Don't forget to pay pay pay pay pay the rent

« previous post | next post »

Recently, signs like this one showed up in the Shanghai subway:

Some of the signs stretch along corridors for tens of feet and have the same character repeated dozens of times.  You can see photographs of them in this article.

The sign in the photograph above says:

Zūfáng fù fù fù fù fù fù fù fù shénme yājīn!


"When you rent an apartment, what deposit do you have to pay pay pay pay pay pay pay pay!"

What's the point?

It seems that June 6 has been designated "Credit Day", and the most ardent promoter of the day is a company called Zhīma xìnyòng 芝麻信用 ("Sesame Credit").  More about "Sesame Credit" below, but first I have to interject here that, like 88 (which implies "make a fortune" — see "8/8/8" [8/8/08]), 66 is a very auspicious number in Chinese.  My mother-in-law always liked to give her children and friends 66 dollars and she would say with a big smile on her face, "liùliù dà shùn 六六大顺" ("6-6, may everything go very smoothly!").

_Information provided_:
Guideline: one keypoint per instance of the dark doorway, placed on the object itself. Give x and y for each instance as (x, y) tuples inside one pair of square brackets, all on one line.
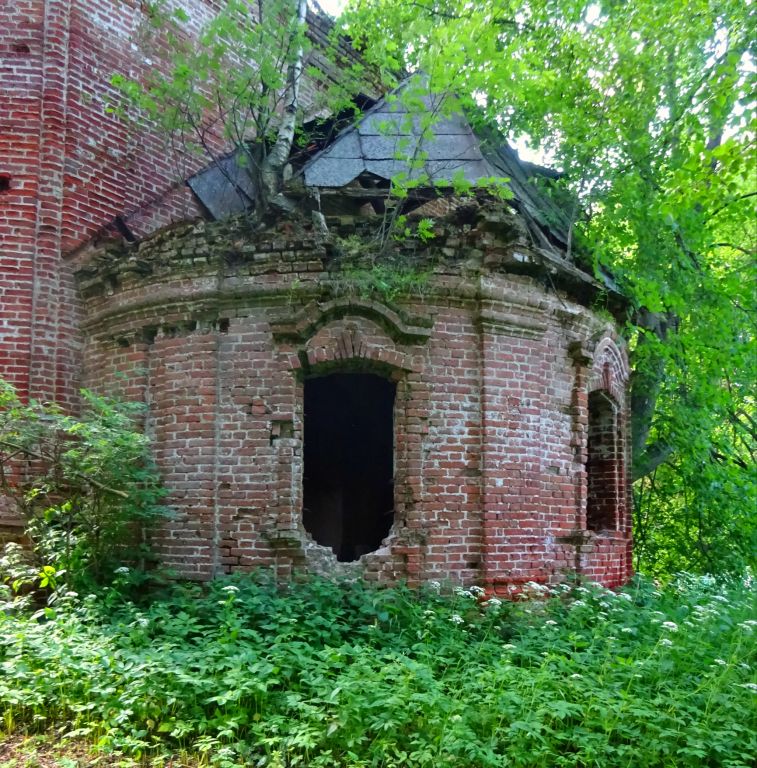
[(348, 500)]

_Request A_: List every Chinese phrase written in pinyin in the post about the Shanghai subway signs.
_Request B_: Write what comes next in the post about the Shanghai subway signs, picking up after its last sentence.

_Task output A_:
- Zūfáng fù fù fù fù fù fù fù fù shénme yājīn!
- Zhīma xìnyòng
- liùliù dà shùn

_Task output B_:
I asked several graduate students from the PRC what they thought of this advertising campaign by "Sesame Credit").  Here are their responses:


I think the purpose of the signs is not to make people understand, but to make people notice them and be curious about them.


According to my two-month experience as a Weixin blog writer at Uber, I think this "long string style" is the fashion of the current moment. Every day in that summer, I strove to catch up with the most up-to-date usage of language online, in order to produce appealing marketing blogs for our users.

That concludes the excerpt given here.